- **Texte de la page**
Lorsque mon ami Bruce. K me tendit sa canne à mouche, cet inoubliable après-midi, sur le toit de notre building de la 37e rue , il prit sa voix de professeur : » Je vais te donner ta première leçon de lancer, mais méfie-toi, Flèche, ce truc-là c’est de la drogue ! »

Moi, naïf, je pensais que mon copain avait encore abusé du Jack Daniel. Une drogue ? La pêche à la mouche ? Plaisanterie !

Bien sûr, chers lecteurs, vous êtes bien placés pour savoir Ô combien il voyait juste, le Bruce K.

Pauvre de moi ! Grisé par l’expérience je négligeais l’avertissement et pendant des années (les plus belles de ma jeunesse) je ne pensais plus qu’à ça.Nuit et jour . Finies les soirées d’amoureux avec ma femme. Le coup du soir était injonction divine . Et les longues heures passées sur mon étaux de montage à visualiser la danse sur la rivière de ces satanées mouches que j’essayais maladroitement de monter et que mes doigts transformaient irrémédiablement en des monstruosités inqualifiables ! Et le maigre argent du foyer que je dépensai avec l’ivresse du joueur devant la roulette de Las Vegas. J’en avais honte bien sûr mais rien n’y pouvait changer. J’étais bel et bien accroché à cette horrible chose, substance diabolique : la pêche à la mouche.

- **Enregistrements conservés**
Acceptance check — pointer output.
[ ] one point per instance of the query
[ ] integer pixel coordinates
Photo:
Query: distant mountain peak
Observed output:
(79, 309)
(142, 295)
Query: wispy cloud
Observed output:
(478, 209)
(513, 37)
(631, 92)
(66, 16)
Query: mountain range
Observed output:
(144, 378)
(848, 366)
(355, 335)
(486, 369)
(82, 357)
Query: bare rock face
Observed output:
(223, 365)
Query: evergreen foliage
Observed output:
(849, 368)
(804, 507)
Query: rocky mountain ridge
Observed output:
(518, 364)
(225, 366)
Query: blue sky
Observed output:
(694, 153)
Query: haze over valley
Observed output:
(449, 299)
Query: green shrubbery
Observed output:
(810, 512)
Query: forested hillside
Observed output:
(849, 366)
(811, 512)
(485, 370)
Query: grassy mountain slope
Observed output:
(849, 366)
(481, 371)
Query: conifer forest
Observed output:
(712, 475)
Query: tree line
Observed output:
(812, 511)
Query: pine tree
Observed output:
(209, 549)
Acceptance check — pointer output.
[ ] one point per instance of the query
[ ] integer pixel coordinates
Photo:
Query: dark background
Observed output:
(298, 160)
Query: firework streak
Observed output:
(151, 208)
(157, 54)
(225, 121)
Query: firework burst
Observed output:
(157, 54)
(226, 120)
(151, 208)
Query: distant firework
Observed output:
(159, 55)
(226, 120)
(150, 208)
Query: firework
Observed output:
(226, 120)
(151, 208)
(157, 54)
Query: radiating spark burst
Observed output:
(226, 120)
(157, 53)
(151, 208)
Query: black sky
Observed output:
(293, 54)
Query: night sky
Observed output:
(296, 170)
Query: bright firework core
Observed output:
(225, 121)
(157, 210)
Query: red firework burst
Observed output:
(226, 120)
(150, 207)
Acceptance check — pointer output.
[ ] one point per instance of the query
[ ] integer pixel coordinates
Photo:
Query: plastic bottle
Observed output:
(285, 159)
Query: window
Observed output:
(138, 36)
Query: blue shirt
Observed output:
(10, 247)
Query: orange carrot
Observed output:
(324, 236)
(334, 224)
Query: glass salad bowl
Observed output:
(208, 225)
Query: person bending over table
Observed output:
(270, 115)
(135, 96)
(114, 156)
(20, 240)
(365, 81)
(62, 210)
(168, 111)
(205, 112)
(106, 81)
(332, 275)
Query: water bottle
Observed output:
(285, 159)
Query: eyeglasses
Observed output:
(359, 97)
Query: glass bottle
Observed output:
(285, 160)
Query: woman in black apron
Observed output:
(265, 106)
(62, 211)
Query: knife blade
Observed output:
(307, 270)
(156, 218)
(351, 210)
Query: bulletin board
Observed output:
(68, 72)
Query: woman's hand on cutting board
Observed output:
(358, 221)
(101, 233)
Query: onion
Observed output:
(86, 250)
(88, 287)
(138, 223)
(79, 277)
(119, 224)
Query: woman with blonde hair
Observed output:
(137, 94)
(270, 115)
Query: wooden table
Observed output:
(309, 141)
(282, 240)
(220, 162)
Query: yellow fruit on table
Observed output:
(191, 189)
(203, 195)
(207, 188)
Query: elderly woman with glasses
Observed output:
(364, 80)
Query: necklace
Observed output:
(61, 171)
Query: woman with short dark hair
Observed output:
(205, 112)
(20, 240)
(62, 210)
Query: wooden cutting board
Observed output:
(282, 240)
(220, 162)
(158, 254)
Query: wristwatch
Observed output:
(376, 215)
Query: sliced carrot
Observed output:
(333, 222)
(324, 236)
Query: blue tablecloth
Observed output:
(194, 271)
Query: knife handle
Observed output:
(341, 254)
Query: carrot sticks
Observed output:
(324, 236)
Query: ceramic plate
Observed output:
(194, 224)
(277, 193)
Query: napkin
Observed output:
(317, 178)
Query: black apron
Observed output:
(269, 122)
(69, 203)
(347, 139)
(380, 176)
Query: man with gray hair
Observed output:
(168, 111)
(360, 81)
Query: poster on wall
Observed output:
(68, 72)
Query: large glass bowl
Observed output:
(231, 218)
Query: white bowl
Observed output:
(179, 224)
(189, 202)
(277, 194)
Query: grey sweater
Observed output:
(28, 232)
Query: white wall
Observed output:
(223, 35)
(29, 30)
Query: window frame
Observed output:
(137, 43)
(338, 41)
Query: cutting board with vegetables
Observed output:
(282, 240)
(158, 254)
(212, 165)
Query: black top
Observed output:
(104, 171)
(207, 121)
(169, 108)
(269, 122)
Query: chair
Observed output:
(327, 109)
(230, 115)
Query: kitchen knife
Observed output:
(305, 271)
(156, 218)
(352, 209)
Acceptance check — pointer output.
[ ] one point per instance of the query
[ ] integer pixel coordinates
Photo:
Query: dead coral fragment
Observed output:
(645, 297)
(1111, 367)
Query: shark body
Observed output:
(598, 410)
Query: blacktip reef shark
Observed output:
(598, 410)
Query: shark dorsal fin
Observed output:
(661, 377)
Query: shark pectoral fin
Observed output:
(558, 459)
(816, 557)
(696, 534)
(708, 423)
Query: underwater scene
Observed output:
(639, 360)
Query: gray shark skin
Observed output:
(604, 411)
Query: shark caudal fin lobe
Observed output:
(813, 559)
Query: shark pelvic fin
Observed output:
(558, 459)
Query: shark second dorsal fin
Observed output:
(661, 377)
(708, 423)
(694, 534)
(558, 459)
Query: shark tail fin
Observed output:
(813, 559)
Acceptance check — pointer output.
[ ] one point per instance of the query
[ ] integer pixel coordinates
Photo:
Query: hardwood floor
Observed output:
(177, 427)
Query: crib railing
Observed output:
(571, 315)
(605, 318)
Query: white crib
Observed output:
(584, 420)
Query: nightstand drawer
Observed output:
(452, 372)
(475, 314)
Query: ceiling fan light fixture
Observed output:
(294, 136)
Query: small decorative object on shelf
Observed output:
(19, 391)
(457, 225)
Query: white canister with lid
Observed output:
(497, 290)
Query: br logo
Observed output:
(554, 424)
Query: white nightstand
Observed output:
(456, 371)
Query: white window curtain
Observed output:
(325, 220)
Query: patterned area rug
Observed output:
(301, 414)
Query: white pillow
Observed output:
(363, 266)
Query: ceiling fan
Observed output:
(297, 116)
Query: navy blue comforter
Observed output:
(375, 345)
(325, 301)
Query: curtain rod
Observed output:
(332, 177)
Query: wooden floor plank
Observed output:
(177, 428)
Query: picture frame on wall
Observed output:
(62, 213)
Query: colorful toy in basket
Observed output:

- **Défis proposés**
1. Reproduisez mot pour mot le passage du texte sur la pêche à la mouche qui va de « Bien sûr, chers » jusqu'à « à la mouche. ».
2. Dénombrez les lignes des enregistrements qui contiennent le mot « white », puis indiquez uniquement ce nombre.

- **Résultats par tâche**
1.
Bien sûr, chers lecteurs, vous êtes bien placés pour savoir Ô combien il voyait juste, le Bruce K.

Pauvre de moi ! Grisé par l’expérience je négligeais l’avertissement et pendant des années (les plus belles de ma jeunesse) je ne pensais plus qu’à ça.Nuit et jour . Finies les soirées d’amoureux avec ma femme. Le coup du soir était injonction divine . Et les longues heures passées sur mon étaux de montage à visualiser la danse sur la rivière de ces satanées mouches que j’essayais maladroitement de monter et que mes doigts transformaient irrémédiablement en des monstruosités inqualifiables ! Et le maigre argent du foyer que je dépensai avec l’ivresse du joueur devant la roulette de Las Vegas. J’en avais honte bien sûr mais rien n’y pouvait changer. J’étais bel et bien accroché à cette horrible chose, substance diabolique : la pêche à la mouche.

2. 7